**Texte de la page:**
■ ■ ■ ■ ■

CA Nîmes, 1re ch. civ. B, 3 février 2009, n° 06-02553

NÎMES

Arrêt

PARTIES

Demandeur :

Union des Commerçants Industriels et Artisans de Nîmes et du Gard - UCIA

Défendeur :

Equipement Confort (SARL)

COMPOSITION DE LA JURIDICTION

Président :

M. Filhouse

Conseillers :

Mmes Thery, Berthet

Avocats :

SCP Pericchi, SCP Tardieu

CA Nîmes n° 06-02553

3 février 2009

FAITS :

Vu l'appel interjeté le 23 juin 2006 par l'association Union des Commerçants Industriels et Artisans de Nîmes et du Gard (UCIA) à l'encontre du jugement prononcé le 9 mai 2006 par le Tribunal de grande instance de Nîmes.

Vu les dernières conclusions déposées au greffe de la mise en état le 20 octobre 2006 par l'UCIA, appelante et le 13 février 2007 par la SARL Equipement confort, intimée, auxquelles la cour se réfère expressément pour un plus ample exposé du litige et des prétentions respectives.

■ ■ ■ ■ ■

**Données fournies:**
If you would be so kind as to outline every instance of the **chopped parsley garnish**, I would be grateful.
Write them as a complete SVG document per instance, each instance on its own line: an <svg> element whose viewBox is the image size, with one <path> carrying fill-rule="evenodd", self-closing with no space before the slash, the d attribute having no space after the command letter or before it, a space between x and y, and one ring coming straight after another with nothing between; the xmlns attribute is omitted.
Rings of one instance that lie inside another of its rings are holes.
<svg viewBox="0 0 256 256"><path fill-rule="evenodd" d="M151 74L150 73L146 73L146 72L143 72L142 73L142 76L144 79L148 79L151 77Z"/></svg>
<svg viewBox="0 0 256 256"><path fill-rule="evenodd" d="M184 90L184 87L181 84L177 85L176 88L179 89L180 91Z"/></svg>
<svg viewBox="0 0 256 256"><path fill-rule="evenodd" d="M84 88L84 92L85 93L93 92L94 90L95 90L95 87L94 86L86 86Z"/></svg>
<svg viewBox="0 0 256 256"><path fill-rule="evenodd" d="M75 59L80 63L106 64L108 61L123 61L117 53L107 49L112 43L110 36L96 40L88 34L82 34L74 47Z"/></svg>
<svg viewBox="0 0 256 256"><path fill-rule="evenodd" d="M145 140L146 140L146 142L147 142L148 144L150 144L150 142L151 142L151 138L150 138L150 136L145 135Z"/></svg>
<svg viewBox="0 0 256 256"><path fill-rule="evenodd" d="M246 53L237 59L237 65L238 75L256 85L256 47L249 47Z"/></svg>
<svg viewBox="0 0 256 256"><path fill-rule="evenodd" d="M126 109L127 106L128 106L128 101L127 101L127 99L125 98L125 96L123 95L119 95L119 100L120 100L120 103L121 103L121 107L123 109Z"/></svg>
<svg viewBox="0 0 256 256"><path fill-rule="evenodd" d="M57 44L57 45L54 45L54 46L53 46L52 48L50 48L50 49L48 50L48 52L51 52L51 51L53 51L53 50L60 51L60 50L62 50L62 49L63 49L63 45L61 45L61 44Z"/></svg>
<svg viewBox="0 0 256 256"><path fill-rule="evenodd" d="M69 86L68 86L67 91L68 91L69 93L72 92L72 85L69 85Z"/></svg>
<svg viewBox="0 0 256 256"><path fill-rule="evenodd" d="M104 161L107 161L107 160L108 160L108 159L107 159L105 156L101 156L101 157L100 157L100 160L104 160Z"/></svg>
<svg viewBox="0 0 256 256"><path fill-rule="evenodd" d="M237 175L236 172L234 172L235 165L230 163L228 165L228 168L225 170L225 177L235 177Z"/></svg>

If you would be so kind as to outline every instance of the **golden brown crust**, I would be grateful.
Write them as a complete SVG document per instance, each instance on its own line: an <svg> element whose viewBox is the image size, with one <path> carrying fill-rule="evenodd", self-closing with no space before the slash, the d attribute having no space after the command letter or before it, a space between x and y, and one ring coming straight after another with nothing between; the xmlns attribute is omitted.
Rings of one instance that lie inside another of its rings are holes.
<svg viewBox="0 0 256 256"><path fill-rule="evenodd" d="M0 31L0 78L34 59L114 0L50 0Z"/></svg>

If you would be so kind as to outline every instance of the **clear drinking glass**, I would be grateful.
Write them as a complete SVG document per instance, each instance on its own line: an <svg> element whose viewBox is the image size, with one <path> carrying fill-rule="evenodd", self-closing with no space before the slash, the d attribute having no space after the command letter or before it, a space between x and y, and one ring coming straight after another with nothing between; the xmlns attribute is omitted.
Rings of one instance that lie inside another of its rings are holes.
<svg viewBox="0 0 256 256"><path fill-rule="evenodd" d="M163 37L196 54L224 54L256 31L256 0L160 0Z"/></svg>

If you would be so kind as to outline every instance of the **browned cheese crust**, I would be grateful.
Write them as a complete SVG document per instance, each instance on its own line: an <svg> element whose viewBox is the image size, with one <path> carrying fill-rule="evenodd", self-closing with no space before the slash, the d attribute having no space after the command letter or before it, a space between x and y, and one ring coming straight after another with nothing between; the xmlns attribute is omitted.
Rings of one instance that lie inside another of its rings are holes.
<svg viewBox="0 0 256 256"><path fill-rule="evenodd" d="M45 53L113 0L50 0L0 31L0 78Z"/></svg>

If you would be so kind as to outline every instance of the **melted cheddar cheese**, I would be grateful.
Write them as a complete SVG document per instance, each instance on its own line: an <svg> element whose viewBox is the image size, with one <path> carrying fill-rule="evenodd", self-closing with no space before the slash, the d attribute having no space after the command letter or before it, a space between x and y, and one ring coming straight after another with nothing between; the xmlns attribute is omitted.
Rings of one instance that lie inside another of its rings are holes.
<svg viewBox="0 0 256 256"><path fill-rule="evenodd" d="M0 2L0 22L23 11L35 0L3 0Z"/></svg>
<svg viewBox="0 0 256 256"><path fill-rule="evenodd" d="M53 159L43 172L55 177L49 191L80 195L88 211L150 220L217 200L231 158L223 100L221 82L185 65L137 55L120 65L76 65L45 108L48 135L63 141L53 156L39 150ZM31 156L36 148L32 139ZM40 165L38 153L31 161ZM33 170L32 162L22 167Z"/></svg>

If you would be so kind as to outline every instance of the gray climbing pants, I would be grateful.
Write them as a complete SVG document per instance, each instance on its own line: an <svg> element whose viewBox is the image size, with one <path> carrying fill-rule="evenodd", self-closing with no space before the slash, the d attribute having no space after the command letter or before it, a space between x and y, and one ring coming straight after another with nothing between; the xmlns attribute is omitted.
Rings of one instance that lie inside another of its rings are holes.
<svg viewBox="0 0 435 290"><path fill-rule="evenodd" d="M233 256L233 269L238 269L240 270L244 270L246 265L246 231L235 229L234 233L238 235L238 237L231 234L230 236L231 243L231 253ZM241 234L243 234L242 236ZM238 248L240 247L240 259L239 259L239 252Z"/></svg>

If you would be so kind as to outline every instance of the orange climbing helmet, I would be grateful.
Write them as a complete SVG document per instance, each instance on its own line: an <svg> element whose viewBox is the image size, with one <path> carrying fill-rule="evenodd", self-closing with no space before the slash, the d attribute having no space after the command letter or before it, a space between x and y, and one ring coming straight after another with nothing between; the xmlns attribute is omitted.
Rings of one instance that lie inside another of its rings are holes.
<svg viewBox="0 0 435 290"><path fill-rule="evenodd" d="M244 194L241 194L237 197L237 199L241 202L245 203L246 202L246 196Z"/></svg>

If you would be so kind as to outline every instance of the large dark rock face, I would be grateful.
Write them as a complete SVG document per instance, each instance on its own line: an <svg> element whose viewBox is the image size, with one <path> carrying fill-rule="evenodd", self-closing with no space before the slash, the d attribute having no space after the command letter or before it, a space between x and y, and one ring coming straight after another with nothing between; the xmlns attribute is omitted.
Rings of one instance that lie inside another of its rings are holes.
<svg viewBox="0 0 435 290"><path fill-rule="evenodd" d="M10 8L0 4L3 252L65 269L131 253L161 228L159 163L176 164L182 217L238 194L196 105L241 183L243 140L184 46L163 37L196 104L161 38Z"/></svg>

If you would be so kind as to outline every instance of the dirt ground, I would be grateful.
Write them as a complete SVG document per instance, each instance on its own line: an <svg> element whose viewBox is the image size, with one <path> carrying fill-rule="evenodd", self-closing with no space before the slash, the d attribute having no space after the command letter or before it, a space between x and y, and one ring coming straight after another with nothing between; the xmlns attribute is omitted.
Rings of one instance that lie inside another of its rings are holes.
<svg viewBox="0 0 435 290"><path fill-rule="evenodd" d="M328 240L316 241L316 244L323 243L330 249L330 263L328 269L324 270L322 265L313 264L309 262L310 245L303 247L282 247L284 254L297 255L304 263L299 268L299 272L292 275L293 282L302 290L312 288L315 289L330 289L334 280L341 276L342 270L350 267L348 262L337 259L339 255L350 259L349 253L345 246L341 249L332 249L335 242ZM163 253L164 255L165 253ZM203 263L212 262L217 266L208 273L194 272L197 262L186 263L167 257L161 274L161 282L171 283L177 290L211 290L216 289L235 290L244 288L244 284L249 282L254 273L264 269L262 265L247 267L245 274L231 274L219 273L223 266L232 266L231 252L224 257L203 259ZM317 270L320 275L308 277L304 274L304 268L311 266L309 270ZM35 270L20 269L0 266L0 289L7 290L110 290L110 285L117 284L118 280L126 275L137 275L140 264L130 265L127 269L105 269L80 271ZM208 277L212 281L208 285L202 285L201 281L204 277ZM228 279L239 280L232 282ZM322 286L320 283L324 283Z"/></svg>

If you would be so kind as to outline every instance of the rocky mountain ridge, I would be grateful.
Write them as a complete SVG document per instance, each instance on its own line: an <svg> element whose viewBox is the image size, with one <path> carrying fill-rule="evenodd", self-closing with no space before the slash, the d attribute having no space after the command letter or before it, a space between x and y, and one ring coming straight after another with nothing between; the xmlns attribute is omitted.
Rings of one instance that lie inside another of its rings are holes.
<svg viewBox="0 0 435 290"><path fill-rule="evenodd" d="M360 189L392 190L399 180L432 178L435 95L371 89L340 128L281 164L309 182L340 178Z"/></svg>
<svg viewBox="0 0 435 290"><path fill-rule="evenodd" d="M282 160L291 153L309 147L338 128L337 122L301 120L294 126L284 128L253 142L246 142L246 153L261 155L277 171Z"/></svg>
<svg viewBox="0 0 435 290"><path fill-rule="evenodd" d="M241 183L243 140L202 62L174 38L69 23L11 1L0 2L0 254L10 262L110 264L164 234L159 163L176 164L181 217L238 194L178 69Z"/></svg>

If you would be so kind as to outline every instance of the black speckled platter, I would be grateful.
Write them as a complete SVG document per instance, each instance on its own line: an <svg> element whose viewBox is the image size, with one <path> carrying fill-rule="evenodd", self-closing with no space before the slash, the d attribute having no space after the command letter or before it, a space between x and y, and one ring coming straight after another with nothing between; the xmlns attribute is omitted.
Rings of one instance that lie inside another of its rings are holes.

■ ■ ■ ■ ■

**Tâches et exercices:**
A - D'après le texte de la page, à quelle date l'UCIA a-t-elle interjeté appel ?
B - Recopiez le texte de la page depuis « SCP Pericchi, SCP » jusqu'à « instance de Nîmes. » inclus.

**Les réponses:**
A - Le 23 juin 2006.

B -
SCP Pericchi, SCP Tardieu

CA Nîmes n° 06-02553

3 février 2009

FAITS :

Vu l'appel interjeté le 23 juin 2006 par l'association Union des Commerçants Industriels et Artisans de Nîmes et du Gard (UCIA) à l'encontre du jugement prononcé le 9 mai 2006 par le Tribunal de grande instance de Nîmes.